-------- PAGE EXCERPT

This patchset addresses three bugs related to AMD PMU virtualization.
1. The PerfMonV2 is still available if PERCORE if disabled via
"-cpu host,-perfctr-core".
2. The second issue is that using "-cpu host,-pmu" does not disable AMD PMU
virtualization. When using "-cpu EPYC" or "-cpu host,-pmu", AMD PMU
virtualization remains enabled. On the VM's Linux side, you might still
see:
[ 0.510611] Performance Events: Fam17h+ core perfctr, AMD PMU driver.
instead of:
[ 0.596381] Performance Events: PMU not available due to virtualization, using software events only.
[ 0.600972] NMI watchdog: Perf NMI watchdog permanently disabled
To address this, we have introduced a new x86-specific accel/kvm property,
"pmu-cap-disabled=true", which disables PMU virtualization via
KVM_PMU_CAP_DISABLE.
Another previous solution to re-use '-cpu host,-pmu':
https://lore.kernel.org/all/20221119122901.2469-1-dongli.zhang@oracle.com/
3. The third issue is that unreclaimed performance events (after a QEMU
system_reset) in KVM may cause random, unwanted, or unknown NMIs to be
injected into the VM.
The AMD PMU registers are not reset during QEMU system_reset.
(1) If the VM is reset (e.g., via QEMU system_reset or VM kdump/kexec) while
running "perf top", the PMU registers are not disabled properly.
(2) Despite x86_cpu_reset() resetting many registers to zero, kvm_put_msrs()
does not handle AMD PMU registers, causing some PMU events to remain
enabled in KVM.
(3) The KVM kvm_pmc_speculative_in_use() function consistently returns true,
preventing the reclamation of these events. Consequently, the
kvm_pmc->perf_event remains active.
(4) After a reboot, the VM kernel may report the following error:
[ 0.092011] Performance Events: Fam17h+ core perfctr, Broken BIOS detected, complain to your hardware vendor.
[ 0.092023] [Firmware Bug]: the BIOS has corrupted hw-PMU resources (MSR c0010200 is 530076)
(5) In the worst case, the active kvm_pmc->perf_event may inject unknown
NMIs randomly into the VM kernel:
[...] Uhhuh. NMI received for unknown reason 30 on CPU 0.

----------------

**WRITTEN TASK 1**
In the patchset description, which new accel/kvm property disables PMU virtualization?

-------- ENTRIES SHOWN

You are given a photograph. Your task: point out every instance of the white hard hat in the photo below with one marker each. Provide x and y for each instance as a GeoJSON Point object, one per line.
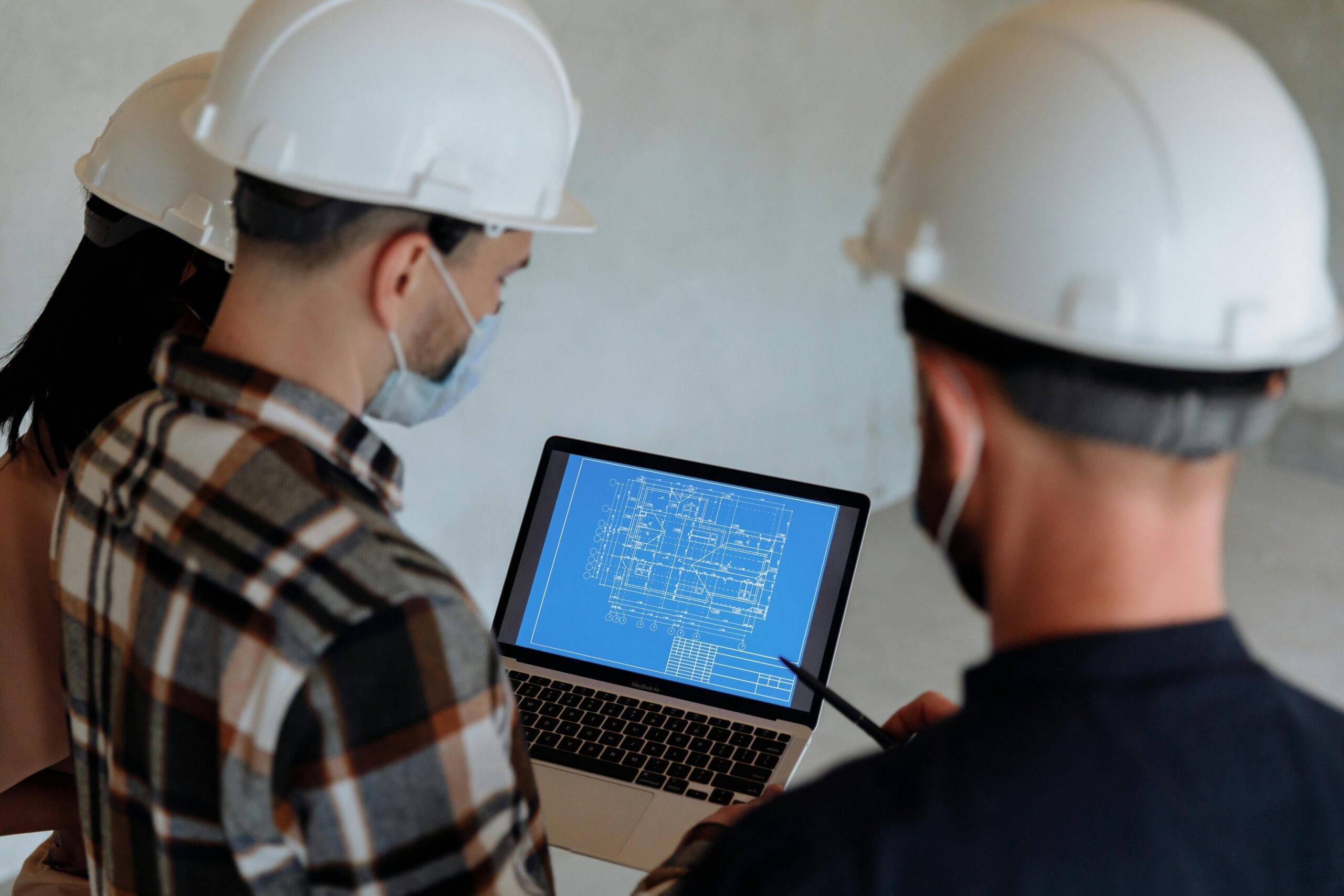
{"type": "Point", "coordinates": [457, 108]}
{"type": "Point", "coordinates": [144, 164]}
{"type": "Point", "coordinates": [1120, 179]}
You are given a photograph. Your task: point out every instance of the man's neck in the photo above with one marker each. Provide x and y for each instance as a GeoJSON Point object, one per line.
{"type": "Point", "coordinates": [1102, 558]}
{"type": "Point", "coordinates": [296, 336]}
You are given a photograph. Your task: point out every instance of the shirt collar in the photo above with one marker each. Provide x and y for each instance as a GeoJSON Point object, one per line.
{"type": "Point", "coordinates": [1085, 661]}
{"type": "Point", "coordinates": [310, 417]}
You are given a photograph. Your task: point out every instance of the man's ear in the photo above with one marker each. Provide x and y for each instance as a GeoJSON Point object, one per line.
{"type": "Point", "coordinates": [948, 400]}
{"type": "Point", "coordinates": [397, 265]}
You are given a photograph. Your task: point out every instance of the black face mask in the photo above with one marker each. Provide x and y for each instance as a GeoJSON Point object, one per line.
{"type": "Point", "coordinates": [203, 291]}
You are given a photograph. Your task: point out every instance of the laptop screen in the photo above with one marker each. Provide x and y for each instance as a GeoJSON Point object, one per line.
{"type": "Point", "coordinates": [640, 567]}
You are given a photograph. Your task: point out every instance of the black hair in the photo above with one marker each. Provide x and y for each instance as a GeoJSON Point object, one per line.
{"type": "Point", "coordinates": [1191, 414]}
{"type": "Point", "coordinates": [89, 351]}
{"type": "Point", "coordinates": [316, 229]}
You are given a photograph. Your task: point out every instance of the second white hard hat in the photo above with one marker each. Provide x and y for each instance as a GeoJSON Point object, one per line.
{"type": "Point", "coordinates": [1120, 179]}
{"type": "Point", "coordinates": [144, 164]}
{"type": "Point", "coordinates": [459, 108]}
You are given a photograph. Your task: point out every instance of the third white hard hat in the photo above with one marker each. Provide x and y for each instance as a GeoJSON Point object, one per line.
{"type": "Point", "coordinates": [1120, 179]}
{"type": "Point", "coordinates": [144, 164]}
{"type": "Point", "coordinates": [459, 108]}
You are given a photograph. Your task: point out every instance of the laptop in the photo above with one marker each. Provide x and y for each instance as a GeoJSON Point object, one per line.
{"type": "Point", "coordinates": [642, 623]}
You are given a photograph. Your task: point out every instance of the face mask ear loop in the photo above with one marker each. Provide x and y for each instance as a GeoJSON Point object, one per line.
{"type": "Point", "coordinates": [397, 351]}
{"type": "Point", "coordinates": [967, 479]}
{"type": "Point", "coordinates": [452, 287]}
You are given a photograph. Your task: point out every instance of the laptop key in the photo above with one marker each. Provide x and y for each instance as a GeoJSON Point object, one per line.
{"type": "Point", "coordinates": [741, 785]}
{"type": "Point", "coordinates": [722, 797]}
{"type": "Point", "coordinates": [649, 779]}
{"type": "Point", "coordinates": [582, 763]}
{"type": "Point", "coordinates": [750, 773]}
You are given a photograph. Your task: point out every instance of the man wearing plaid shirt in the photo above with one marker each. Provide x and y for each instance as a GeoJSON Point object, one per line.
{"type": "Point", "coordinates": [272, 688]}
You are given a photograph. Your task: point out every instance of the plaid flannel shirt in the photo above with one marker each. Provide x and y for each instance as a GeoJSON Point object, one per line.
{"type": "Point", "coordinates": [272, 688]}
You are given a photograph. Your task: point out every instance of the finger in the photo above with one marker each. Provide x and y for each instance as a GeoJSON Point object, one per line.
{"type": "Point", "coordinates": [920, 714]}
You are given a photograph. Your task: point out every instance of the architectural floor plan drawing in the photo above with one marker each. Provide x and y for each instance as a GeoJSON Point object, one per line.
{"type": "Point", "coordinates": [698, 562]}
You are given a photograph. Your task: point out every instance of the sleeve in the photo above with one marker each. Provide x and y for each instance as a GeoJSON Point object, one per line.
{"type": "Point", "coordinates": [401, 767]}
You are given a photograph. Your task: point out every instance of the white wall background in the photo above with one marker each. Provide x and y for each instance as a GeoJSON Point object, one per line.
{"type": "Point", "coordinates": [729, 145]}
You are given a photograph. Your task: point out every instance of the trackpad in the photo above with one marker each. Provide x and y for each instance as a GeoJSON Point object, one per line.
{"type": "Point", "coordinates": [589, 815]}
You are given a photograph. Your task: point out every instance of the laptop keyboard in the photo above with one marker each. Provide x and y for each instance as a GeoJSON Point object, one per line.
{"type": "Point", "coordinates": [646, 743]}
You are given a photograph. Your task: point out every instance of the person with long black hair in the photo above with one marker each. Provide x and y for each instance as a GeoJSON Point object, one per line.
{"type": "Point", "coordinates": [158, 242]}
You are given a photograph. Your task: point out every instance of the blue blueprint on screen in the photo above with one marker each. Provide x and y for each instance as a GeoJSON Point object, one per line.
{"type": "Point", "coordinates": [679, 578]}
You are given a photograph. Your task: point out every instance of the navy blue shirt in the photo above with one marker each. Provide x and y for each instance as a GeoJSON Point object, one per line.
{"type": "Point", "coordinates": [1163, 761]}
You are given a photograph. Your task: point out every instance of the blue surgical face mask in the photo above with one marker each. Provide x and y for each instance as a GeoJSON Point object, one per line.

----------------

**WRITTEN TASK 2**
How many lines of the entries above contain the string "screen"? Case counts. Reply with the number only.

**WRITTEN RESPONSE 1**
"pmu-cap-disabled=true"

**WRITTEN RESPONSE 2**
2